That is to say, man either causes evil, is a casualty of evil, or
both.
-
An all-good and
all-powerful God would not create man imperfectly. If He chose to
create an imperfect man, He would not be all-good; if He was unable
to do otherwise, He would not be all-powerful.
-
Free will is a
perfection in man. If we do not concede that free will is a perfection,
then we cannot not concede to this concession, which is to
say we cannot hold ourselves free to disagree with it, and deem
this better (the penultimate of the superlative perfect)
than to be free to disagree with it. In a word, if free will is
not a perfection, then it pertains more to the notion of perfection
that the will not be free. However, apart from free will, there
is no universe of moral discourse; nothing meritorious and nothing
blameworthy, no intention, action, or event in the affairs of men
that is susceptible of being construed as either good or evil —
and no action is good, and conversely, none is evil — for there
is no evil and no good pertaining to the actions of men.
-
But there is evil.
-
And there is good.
-
What is more, if
I am not free not to love God, then my loving God — or anyone or
anything else — is without value, for we do not ascribe the notion
of valuation to that which proceeds of necessity. That the sum of
the interior angles in any triangle is 180 degrees possesses nothing
in the way of valuation. We do not say that it is good or evil.
It is geometrically necessary. If we agree that free will is a perfection
(that it is better to possess free will than not to possess it),
then in creating man, God would have deprived man of a perfection
in his created nature — a notion that would be inconsistent with
either the goodness or the power of God, or both
-
Eve already knew,
was acquainted with, good, for the Garden of Paradise was replete
with everything good, and devoid of anything evil. Eve experienced
no want, no privation.
-
Eve chose to know
good and evil.
-
Eve, by nature
created good, therefore chose not to know good, the first term,
with which we was already naturally acquainted, but the second term,
evil. Eve already knew good but she knew nothing of evil, for only
good existed in the Garden of Paradise, and she herself was created
good.
-
Now, it is not
possible to know evil without experiencing evil, any more than it
is to know good without experiencing good. We cannot know, understand,
or comprehend, pain and suffering without experiencing pain and
suffering, any more than we can know, understand, and comprehend
the color blue without experiencing the color blue.
-
In choosing to
know evil, therefore, Eve inadvertently, but nevertheless necessarily
and concomitantly, chose to experience the evil of which she erstwhile
knew nothing. It was not the case that Eve was conscious or cognitive
of the deleterious nature of evil (for prior to Original Sin, as
we have said, Eve had only known, experienced, good).

_Prompt 1_
Locate every line of the records that contains the string "asked" and copy each one. Case counts.
The passage on free will and evil and the records are separate material with no connection between them.

Collected data:
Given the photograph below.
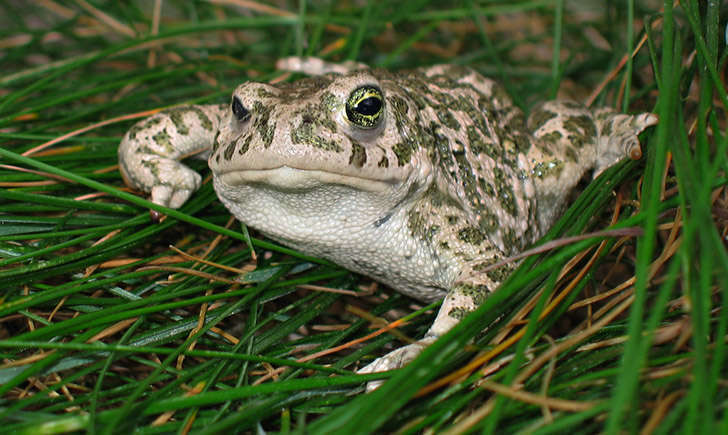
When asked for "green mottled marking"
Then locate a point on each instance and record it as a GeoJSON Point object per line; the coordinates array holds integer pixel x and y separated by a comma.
{"type": "Point", "coordinates": [329, 101]}
{"type": "Point", "coordinates": [551, 168]}
{"type": "Point", "coordinates": [477, 293]}
{"type": "Point", "coordinates": [416, 224]}
{"type": "Point", "coordinates": [403, 151]}
{"type": "Point", "coordinates": [447, 118]}
{"type": "Point", "coordinates": [607, 128]}
{"type": "Point", "coordinates": [488, 222]}
{"type": "Point", "coordinates": [215, 141]}
{"type": "Point", "coordinates": [153, 168]}
{"type": "Point", "coordinates": [496, 275]}
{"type": "Point", "coordinates": [471, 235]}
{"type": "Point", "coordinates": [304, 134]}
{"type": "Point", "coordinates": [265, 129]}
{"type": "Point", "coordinates": [467, 178]}
{"type": "Point", "coordinates": [570, 151]}
{"type": "Point", "coordinates": [506, 197]}
{"type": "Point", "coordinates": [480, 144]}
{"type": "Point", "coordinates": [229, 150]}
{"type": "Point", "coordinates": [486, 187]}
{"type": "Point", "coordinates": [164, 139]}
{"type": "Point", "coordinates": [177, 118]}
{"type": "Point", "coordinates": [358, 155]}
{"type": "Point", "coordinates": [582, 127]}
{"type": "Point", "coordinates": [246, 145]}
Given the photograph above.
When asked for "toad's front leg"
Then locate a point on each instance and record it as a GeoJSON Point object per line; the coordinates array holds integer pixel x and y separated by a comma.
{"type": "Point", "coordinates": [150, 152]}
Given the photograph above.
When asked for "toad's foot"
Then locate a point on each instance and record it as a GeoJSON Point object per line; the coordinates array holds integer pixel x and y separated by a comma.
{"type": "Point", "coordinates": [150, 152]}
{"type": "Point", "coordinates": [314, 66]}
{"type": "Point", "coordinates": [393, 360]}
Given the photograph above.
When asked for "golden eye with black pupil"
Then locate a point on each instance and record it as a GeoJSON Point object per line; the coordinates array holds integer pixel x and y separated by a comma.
{"type": "Point", "coordinates": [240, 112]}
{"type": "Point", "coordinates": [365, 106]}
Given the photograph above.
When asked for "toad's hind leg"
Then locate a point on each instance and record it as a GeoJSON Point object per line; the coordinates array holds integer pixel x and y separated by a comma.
{"type": "Point", "coordinates": [150, 152]}
{"type": "Point", "coordinates": [571, 140]}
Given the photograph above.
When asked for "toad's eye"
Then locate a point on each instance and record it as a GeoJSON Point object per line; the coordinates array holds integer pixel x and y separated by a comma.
{"type": "Point", "coordinates": [365, 106]}
{"type": "Point", "coordinates": [240, 112]}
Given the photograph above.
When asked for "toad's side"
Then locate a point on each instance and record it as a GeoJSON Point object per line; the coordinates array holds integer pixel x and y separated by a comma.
{"type": "Point", "coordinates": [420, 180]}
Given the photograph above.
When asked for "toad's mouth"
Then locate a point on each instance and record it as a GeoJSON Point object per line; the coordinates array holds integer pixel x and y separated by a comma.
{"type": "Point", "coordinates": [288, 178]}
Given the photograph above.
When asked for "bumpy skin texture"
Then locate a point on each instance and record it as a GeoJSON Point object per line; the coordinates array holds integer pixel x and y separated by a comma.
{"type": "Point", "coordinates": [432, 179]}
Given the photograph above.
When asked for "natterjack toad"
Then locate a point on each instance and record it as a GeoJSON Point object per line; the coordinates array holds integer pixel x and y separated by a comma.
{"type": "Point", "coordinates": [419, 179]}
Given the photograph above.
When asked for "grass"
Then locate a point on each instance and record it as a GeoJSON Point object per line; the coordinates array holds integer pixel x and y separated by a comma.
{"type": "Point", "coordinates": [110, 322]}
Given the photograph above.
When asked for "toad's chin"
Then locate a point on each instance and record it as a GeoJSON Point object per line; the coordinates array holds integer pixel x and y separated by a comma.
{"type": "Point", "coordinates": [288, 178]}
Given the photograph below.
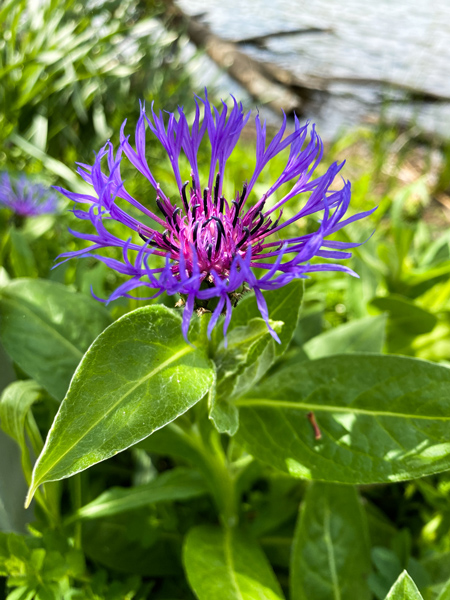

_Prompt 2_
In the passage on free will and evil, what example is given of something that holds of necessity and so has no valuation?

_Correct response 1_
When asked for "green mottled marking"
When asked for "toad's front leg"
When asked for "toad's foot"
When asked for "golden eye with black pupil"
When asked for "toad's hind leg"
When asked for "toad's eye"
When asked for "toad's side"
When asked for "toad's mouth"
When asked for "bumpy skin texture"
When asked for "natterjack toad"
When asked for "grass"
When asked for "toad's chin"

_Correct response 2_
The sum of the interior angles in any triangle is 180 degrees.